::: Passage shown :::
Mineral resource assessments provide a synthesis of available information about distributions of mineral deposits in the Earth’s crust. The U.S. Geological Survey prepared a probabilistic mineral resource assessment of undiscovered resources in porphyry copper deposits in Central America and the Caribbean Basin in collaboration with geoscientists from academia and the minerals industry. The purpose of the study was to (1) delineate permissive areas (tracts) for undiscovered porphyry copper deposits within 1 kilometer of the surface at a scale of 1:1,000,000; (2) provide a database of known porphyry copper deposits and significant prospects; (3) estimate numbers of undiscovered deposits within the permissive tracts; and (4) provide probabilistic estimates of amounts of copper, molybdenum, gold, and silver that could be contained in undiscovered deposits. The assessment was done using a three-part mineral resource assessment based on established mineral deposit models. Permissive tracts were delineated based primarily on distributions of mapped igneous rocks related to magmatic arcs that formed in tectonic settings associated with convergent plate margins. Five permissive tracts were delineated: the Early Cretaceous through Eocene Santiago tract, the Late Cretaceous through Oligocene Chortis tract, the Paleocene through Oligocene Darién tract, the Miocene and Pliocene Cocos tract, and the Eocene to Holocene Lesser Antilles tract. These tracts range in size from about 3,000 to about 204,000 square kilometers.
::: Rows :::
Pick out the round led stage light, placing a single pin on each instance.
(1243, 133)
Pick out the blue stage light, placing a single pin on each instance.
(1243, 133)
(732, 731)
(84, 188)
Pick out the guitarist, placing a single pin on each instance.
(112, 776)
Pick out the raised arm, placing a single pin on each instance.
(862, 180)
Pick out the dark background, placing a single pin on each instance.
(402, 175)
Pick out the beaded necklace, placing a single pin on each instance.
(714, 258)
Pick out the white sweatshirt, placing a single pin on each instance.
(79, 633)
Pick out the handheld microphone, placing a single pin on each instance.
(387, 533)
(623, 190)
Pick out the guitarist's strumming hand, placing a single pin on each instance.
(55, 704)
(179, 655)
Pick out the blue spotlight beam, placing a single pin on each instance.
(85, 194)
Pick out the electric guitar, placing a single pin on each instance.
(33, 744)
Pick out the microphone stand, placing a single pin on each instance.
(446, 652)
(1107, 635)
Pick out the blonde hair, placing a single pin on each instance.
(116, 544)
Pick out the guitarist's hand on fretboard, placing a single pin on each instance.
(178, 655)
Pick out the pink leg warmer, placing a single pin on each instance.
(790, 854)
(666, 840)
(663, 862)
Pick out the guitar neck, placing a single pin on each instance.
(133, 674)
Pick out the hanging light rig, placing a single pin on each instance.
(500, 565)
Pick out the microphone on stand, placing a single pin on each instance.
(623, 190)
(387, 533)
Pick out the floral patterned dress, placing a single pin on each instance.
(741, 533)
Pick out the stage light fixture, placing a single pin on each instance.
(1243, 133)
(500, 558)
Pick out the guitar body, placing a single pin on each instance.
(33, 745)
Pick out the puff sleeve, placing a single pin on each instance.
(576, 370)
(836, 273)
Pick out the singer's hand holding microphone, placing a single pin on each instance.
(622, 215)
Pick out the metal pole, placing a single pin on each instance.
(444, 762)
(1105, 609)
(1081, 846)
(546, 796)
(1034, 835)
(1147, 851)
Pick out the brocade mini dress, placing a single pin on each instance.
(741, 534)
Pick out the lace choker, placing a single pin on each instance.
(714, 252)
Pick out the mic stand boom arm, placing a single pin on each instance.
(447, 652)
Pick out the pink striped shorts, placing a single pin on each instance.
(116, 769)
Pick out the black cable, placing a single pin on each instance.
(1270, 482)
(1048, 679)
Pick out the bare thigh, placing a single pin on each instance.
:::
Objectives →
A. In the passage on porphyry copper assessment, how close to the surface must undiscovered deposits lie to fall within the permissive tracts?
B. Say whether each statement agrees with the passage on porphyry copper assessment, and back each answer with the deciding words quoted from it.
(i) The Darién tract dates from the Paleocene through the Oligocene.
(ii) The U.S. Geological Survey carried out the assessment on its own.
(iii) The largest permissive tract covers about 204,000 square kilometers.
C. Resume the passage on porphyry copper assessment, going on from its last sentence.
The entries stand apart from the passage on porphyry copper assessment.

Task answers →
A. Within 1 kilometer of the surface.

B.
(i) Yes: "the Paleocene through Oligocene Darién tract"
(ii) No: "in collaboration with geoscientists from academia and the minerals industry"
(iii) Yes: "These tracts range in size from about 3,000 to about 204,000 square kilometers."

C.
Probabilistic estimates of numbers of undiscovered deposits were made for all tracts. To estimate the number of undiscovered porphyry copper deposits, data on known mineral deposits, prospects, and occurrences were considered along with mapped alteration zones, local stream-sediment geochemistry, exploration history, descriptive deposit models, and grade and tonnage models.

Most porphyry copper exploration in Central America and the Caribbean Basin has focused on Panama and on the exposed Cretaceous to Eocene central Cordilleran arc that extends from Cuba and Jamaica through Haiti and the Dominican Republic to Puerto Rico and the Virgin Islands. Interest in gold has prompted exploration of historical precious-metal prospects and small mines, some of which may represent high-sulfidation epithermal systems or skarns overlying, or adjacent to, porphyry copper systems.

This assessment estimated a total mean of 37 undiscovered porphyry copper deposits within the assessed permissive tracts in Central America and the Caribbean Basin. This represents more than five times the seven known deposits. Predicted mean (arithmetic) resources that could be associated with these undiscovered deposits are about 130 million metric tons of copper and about 5,200 metric tons of gold, as well as byproduct molybdenum and silver. The reported identified resources for the seven known deposits total about 39 million metric tons of copper and about 930 metric tons of gold. The assessment area is estimated to contain nearly four times as much copper and six times as much gold in undiscovered porphyry copper deposits as has been identified to date.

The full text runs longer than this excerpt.